Boundary annotation records:
(begin)

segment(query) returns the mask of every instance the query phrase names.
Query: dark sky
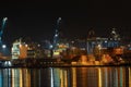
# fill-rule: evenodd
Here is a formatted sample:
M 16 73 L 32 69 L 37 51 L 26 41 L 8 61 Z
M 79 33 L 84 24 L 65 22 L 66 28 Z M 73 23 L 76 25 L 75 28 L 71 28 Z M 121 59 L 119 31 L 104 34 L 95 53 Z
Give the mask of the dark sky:
M 0 20 L 9 20 L 4 40 L 19 37 L 51 39 L 59 16 L 63 37 L 84 37 L 93 28 L 96 36 L 107 36 L 112 27 L 121 35 L 131 35 L 131 9 L 126 1 L 4 1 L 0 2 Z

(end)

### TO DO:
Locate every line in the items that contains the string "mask", and copy each such line in full.

### SOLUTION:
segment(query) returns the mask of every instance the query phrase names.
Give the mask of the dark sky:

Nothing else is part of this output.